Até alguns anos atrás, a possibilidade era restrita à imaginação e à perícia de seus muitos imitadores: o apresentador Silvio Santos cantando (e bem!) o velho hit do rock “Sultans of swing”, do grupo inglês Dire Straits, ou então o “Down under”, dos australianos Men at Work. Hoje, em iniciativas como o perfil de redes sociais 1001 AI Covers, isso não só é uma realidade, como um sucesso, em que uma dupla de vídeos atinge mais de um milhão de visualizações, cada.

Com os aplicativos de inteligência artificial empregados na música, alguns deles de uso gratuito, qualquer um com sensibilidade e algum tempo disponível é capaz de inundar a internet com canções (e vídeos feitos sob medida) que, com intenções apaixonadas de fã, ou satíricas, põem célebres intérpretes (ou personalidades da mídia) para cantar músicas que, por diversas razões, eles jamais teriam cantado. A nova mania, no entanto, reacende dúvidas sobre o uso legal de recursos tecnológicos no que se refere a direitos autorais e de imagem.

Do barulho

Os Beatles interpretando “God only knows” (que Paul McCartney considera a canção mais bela de todos os tempos), dos rivais Beach Boys? E que tal algo bem mais improvável, como Frank Sinatra (1915-1998) em uma versão jazz de “Enter Sandman” (1991), pedrada do Metallica? Ou então um troço realmente impossível, como Elvis Presley (1935-1977) soltando o vozeirão, desenvolto, em “Highway to hell” (1979), do AC/DC? Tudo isso já foi feito por produtores mais ou menos amadores e jogado na internet nos últimos meses, para deleite de apreciadores da música pop e das possibilidades infinitas da tecnologia digital.

- [O QUE FAZER]
A - Segundo a seleção sobre covers feitos com inteligência artificial, quantas visualizações atinge cada vídeo da dupla citada no perfil 1001 AI Covers?
B - Indique se cada afirmação concorda com a seleção sobre covers feitos com inteligência artificial: (i) Paul McCartney considera "God only knows" a canção mais bela de todos os tempos; (ii) todos os aplicativos de inteligência artificial usados na música são pagos; (iii) "Enter Sandman" é uma canção do AC/DC. Para cada uma, responda sim ou não e cite as palavras decisivas da seleção.
C - Prossiga o texto sobre covers feitos com inteligência artificial a partir do ponto em que ele termina.

- [TRECHOS DE DADOS]
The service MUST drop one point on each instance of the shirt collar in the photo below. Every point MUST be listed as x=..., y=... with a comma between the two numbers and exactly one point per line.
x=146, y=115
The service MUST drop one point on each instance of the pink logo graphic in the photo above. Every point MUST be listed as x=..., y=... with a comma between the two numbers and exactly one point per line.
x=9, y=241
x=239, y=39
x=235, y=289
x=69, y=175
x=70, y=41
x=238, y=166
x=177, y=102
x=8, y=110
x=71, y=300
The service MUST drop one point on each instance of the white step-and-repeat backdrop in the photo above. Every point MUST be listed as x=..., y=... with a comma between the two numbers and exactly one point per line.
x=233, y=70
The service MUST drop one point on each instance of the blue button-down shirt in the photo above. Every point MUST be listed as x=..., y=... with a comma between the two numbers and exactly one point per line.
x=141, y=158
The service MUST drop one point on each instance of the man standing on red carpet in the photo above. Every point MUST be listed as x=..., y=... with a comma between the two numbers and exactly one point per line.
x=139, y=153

--

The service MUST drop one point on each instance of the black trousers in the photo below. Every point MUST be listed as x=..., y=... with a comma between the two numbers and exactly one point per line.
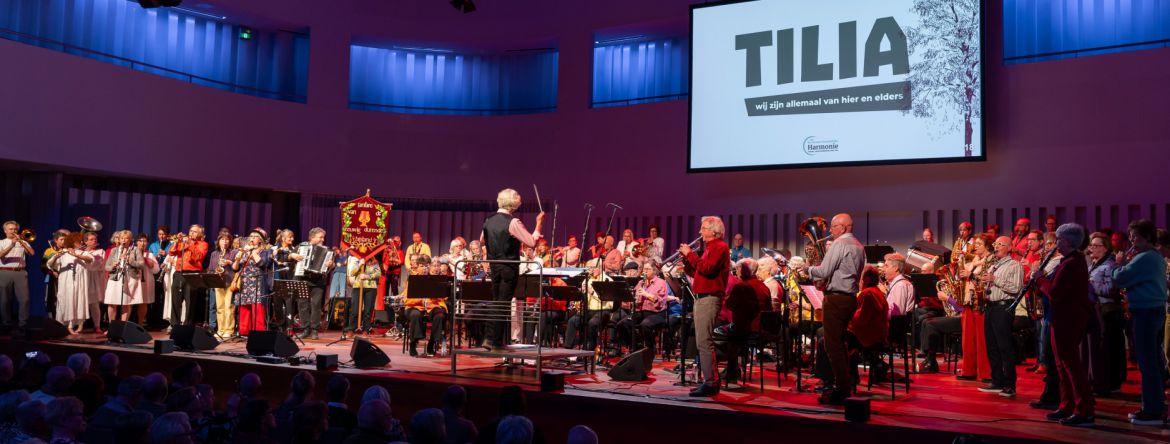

- [RESPOSTAS POR TAREFA]
A - Mais de um milhão de visualizações cada.

B -
(i) Sim: "que Paul McCartney considera a canção mais bela de todos os tempos".
(ii) Não: "alguns deles de uso gratuito".
(iii) Não: "pedrada do Metallica".

C -
Um publicitário do interior de São Paulo que pede para ser identificado apenas como Lucas é a pessoa por trás do 1001 AI Covers, perfil do Instagram que até ontem reunia 50.400 seguidores. Em seu cardápio, estão vídeos com diversas músicas cantadas por Silvio Santos e outras por apresentadores de TV como Fausto Silva e Celso Portiolli. Depois de um início no YouTube, em um canal derrubado por questões de direitos autorais, Lucas migrou para o TikTok. Repostado no X (antigo Twitter), um vídeo de “Sultans of swing” “furou a bolha” e o fez “correr atrás do prejuízo”, criando uma conta no X e no Instagram, no fim de dezembro.

— Uso um software que você pode treinar para fazer as vozes, o que precisa é mandar no mínimo uma hora de voz da pessoa, e, quanto mais limpa essa voz, melhor o resultado — conta ele, que costuma se dedicar a essa tarefa no fim da noite, com aplicativos cujos nomes mantém em segredo. — O processo para fazer uma música geralmente demora umas oito horas. Eu mando a AI treinar e vou dormir, vou fazer minhas coisas, e geralmente no dia seguinte, quando acordo, está pronto. Se a voz ficou boa, vamos embora. Mas já teve caso em que não ficou legal, e aí vou ajustando. Com a música pronta, vou pensando nas ideias para o clipe.

E um dos clipes que chamaram mais a atenção na página foi o de Silvio Santos cantando “Fast car” (1988), de Tracy Chapman, publicado logo após a cantora ter tido essa música redescoberta com uma apresentação no Grammy ao lado do cantor country Luke Combs.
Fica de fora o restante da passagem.